» RECORDS:
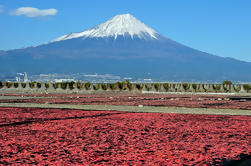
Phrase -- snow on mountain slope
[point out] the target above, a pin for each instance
(124, 24)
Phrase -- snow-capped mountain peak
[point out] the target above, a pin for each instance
(124, 24)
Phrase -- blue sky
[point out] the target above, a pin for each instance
(220, 27)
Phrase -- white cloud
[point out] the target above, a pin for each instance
(1, 9)
(33, 12)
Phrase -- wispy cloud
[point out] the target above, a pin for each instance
(1, 8)
(33, 12)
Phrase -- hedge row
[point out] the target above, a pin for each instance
(126, 85)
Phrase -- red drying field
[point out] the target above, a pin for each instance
(76, 137)
(176, 100)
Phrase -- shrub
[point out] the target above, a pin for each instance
(79, 85)
(127, 85)
(237, 88)
(185, 86)
(39, 85)
(104, 86)
(120, 85)
(194, 86)
(23, 85)
(247, 87)
(96, 86)
(148, 87)
(16, 84)
(71, 85)
(63, 85)
(87, 85)
(32, 84)
(112, 86)
(139, 86)
(157, 86)
(166, 86)
(216, 87)
(8, 84)
(55, 85)
(47, 85)
(227, 83)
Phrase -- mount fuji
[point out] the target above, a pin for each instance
(124, 46)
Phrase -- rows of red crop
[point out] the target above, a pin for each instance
(199, 101)
(54, 136)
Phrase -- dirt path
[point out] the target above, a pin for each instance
(178, 110)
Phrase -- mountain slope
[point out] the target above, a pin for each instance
(127, 47)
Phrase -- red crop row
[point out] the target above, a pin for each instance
(200, 101)
(71, 137)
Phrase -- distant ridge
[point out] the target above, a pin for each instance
(126, 47)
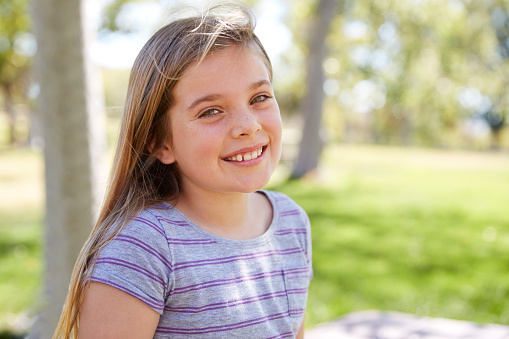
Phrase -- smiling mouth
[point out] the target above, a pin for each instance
(247, 156)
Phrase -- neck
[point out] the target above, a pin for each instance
(229, 215)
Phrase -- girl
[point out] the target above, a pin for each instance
(186, 246)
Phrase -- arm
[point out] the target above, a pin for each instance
(300, 335)
(107, 312)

» PROBLEM TO WORK ON:
Set out every line of the records above as a JSON list of strings, one string per line, with blank lines omitted. Leave the pictures out of the list.

» OUTPUT OF THE TASK:
[
  "Phrase -- snow on mountain slope",
  "[point out] the target above, a pin for each instance",
  "(124, 24)",
  "Phrase -- snow-capped mountain peak",
  "[point out] the target above, a pin for each instance",
  "(124, 24)",
  "Phrase -- blue sky",
  "[point out] the target above, a pin for each instance",
  "(220, 27)",
  "Phrase -- white cloud",
  "[point out] the target above, a pin for each instance",
  "(1, 9)",
  "(33, 12)",
  "Phrase -- wispy cloud",
  "[point out] the target above, a pin for each instance",
  "(1, 8)",
  "(33, 12)",
  "Phrase -- hedge row",
  "[point out] the target above, a pin for each instance",
  "(126, 85)",
  "Phrase -- red drying field",
  "[point out] the target above, a pin for each instance",
  "(76, 137)",
  "(176, 100)",
  "Phrase -- shrub",
  "[point out] the target above, a pin for each instance",
  "(79, 85)",
  "(127, 85)",
  "(237, 88)",
  "(185, 86)",
  "(39, 85)",
  "(104, 86)",
  "(120, 85)",
  "(194, 86)",
  "(23, 85)",
  "(247, 87)",
  "(96, 86)",
  "(148, 87)",
  "(16, 84)",
  "(71, 85)",
  "(63, 85)",
  "(87, 85)",
  "(32, 84)",
  "(112, 86)",
  "(139, 86)",
  "(157, 86)",
  "(166, 86)",
  "(216, 87)",
  "(8, 84)",
  "(55, 85)",
  "(47, 85)",
  "(227, 83)",
  "Phrase -- mount fuji",
  "[point out] the target above, a pin for each instance",
  "(124, 46)",
  "Phrase -- rows of red crop",
  "[point out] the target above, a pin for each instance",
  "(199, 101)",
  "(54, 136)",
  "Phrase -- dirt path",
  "[point out] the target above, a pin for each instance",
  "(178, 110)",
  "Phrase -- mountain slope",
  "[point out] the target above, a pin for each instance",
  "(127, 47)",
  "Phrase -- red crop row",
  "[point out] the target above, a pin for each instance",
  "(200, 101)",
  "(71, 137)",
  "Phrase -- distant ridge",
  "[point out] the target above, a pin for each instance",
  "(126, 47)",
  "Phrase -- smiling mouth",
  "[point out] the target above, a pin for each instance",
  "(247, 156)",
  "Phrase -- neck",
  "[point out] the target above, a pin for each instance",
  "(229, 215)",
  "Phrase -- girl",
  "[point out] the target above, a pin for each instance",
  "(186, 246)",
  "Phrase -- arm",
  "[point out] the target above, a pin for each instance",
  "(300, 335)",
  "(107, 312)"
]